WORK TO BE COMPLETED »
Pick out every line of the data that contains the word "cooked", and copy each one.

________

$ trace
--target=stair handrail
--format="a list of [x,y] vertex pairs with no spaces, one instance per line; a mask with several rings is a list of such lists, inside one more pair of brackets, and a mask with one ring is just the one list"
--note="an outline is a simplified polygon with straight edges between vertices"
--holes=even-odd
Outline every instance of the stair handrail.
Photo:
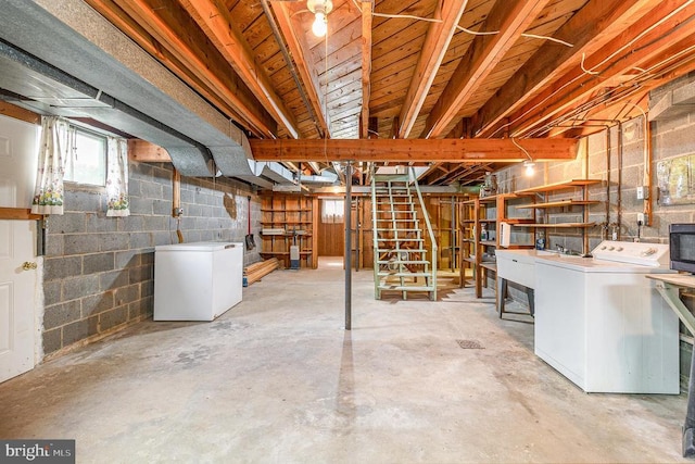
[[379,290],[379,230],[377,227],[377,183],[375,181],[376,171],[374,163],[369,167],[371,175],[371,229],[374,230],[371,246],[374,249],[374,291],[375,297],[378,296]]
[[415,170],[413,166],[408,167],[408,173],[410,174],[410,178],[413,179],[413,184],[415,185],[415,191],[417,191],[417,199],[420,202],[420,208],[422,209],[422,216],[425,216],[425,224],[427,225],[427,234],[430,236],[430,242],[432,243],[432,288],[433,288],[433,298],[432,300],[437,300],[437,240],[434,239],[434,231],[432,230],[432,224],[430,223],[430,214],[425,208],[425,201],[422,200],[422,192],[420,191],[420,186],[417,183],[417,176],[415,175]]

________

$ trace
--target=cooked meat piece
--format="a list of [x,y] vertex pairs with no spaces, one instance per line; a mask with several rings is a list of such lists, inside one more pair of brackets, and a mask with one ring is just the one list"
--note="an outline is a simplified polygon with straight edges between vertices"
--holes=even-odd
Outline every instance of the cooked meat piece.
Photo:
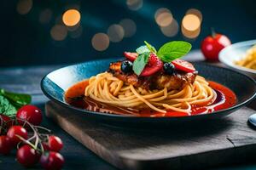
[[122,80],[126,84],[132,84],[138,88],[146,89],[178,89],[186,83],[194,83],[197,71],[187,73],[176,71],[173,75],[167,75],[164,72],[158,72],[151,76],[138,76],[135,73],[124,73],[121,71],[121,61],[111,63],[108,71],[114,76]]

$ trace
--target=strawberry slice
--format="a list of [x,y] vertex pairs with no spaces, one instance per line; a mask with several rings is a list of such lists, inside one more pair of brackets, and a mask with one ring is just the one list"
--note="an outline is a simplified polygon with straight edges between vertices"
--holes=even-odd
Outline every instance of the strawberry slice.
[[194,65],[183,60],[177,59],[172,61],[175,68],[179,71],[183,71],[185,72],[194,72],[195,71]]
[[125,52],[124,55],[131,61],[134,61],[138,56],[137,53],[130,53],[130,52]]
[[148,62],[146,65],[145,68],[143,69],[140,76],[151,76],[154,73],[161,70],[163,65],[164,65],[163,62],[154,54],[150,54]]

________

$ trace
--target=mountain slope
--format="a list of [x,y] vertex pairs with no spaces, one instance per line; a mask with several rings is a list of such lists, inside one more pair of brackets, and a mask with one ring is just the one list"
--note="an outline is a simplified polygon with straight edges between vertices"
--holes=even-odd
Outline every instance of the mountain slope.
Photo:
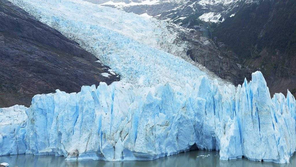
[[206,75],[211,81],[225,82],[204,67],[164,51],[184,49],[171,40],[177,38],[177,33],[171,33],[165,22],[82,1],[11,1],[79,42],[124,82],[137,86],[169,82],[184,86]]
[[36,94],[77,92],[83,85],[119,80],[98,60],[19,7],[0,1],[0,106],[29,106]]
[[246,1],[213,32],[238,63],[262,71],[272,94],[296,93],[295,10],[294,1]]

________

SOLUTION TO THE PROBLEM »
--target=cooked meat piece
Outline every instance of the cooked meat piece.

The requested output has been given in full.